◆ WORK ITEM: The answer must consist solely of the line that contains "Look at the photo above. For every instance of the blue" and all subsequent lines of the data, each reproduced exactly.

---------------

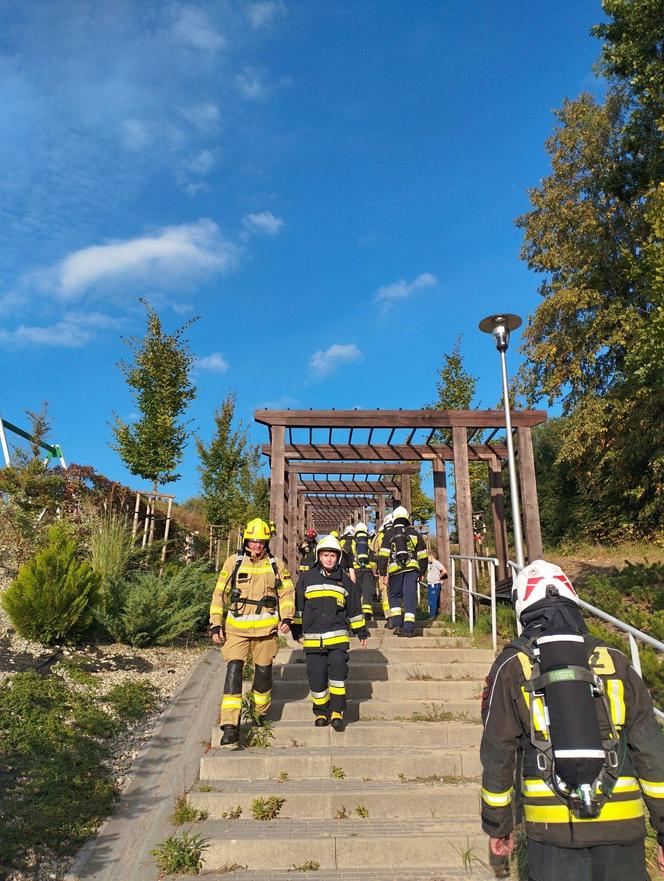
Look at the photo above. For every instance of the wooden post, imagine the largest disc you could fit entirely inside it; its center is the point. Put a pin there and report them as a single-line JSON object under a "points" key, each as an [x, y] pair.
{"points": [[137, 508], [498, 514], [292, 521], [277, 488], [405, 492], [167, 529], [528, 483], [463, 500], [442, 512]]}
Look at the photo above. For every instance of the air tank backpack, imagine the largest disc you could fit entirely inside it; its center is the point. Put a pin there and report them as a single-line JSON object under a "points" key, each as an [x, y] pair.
{"points": [[362, 549], [562, 693], [402, 551]]}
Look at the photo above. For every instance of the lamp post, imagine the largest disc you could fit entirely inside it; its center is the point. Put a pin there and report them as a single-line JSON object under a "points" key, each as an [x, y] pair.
{"points": [[499, 326]]}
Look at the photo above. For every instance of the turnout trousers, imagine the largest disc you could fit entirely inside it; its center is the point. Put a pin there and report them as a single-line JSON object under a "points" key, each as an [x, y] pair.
{"points": [[327, 671], [366, 582], [236, 651], [402, 592], [604, 862]]}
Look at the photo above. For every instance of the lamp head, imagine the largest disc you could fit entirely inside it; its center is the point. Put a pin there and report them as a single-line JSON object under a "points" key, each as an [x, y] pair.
{"points": [[499, 326]]}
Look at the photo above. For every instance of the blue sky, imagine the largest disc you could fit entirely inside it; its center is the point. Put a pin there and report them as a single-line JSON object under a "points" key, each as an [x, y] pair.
{"points": [[331, 186]]}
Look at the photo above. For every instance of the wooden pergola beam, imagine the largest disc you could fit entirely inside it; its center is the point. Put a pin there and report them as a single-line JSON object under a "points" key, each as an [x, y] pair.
{"points": [[385, 452], [398, 418], [343, 487], [380, 468]]}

---------------

◆ EXPECTED ANSWER:
Look at the photo above. For every instance of the blue sky, imagine the largest disc you could fit entirely inside it; its center is the point. Put a pin there and report them as a single-line JSON object under a "points" key, each as an [x, y] pair.
{"points": [[331, 186]]}
Look at the photo above. For every instance of the wooden pergola beam, imagine the largest disc you could fit entirely inside it; its center is the point. Put a pin there and report them as a single-line JSON object under a "points" key, each as an [x, y] pair.
{"points": [[385, 452], [398, 418], [343, 487], [380, 468]]}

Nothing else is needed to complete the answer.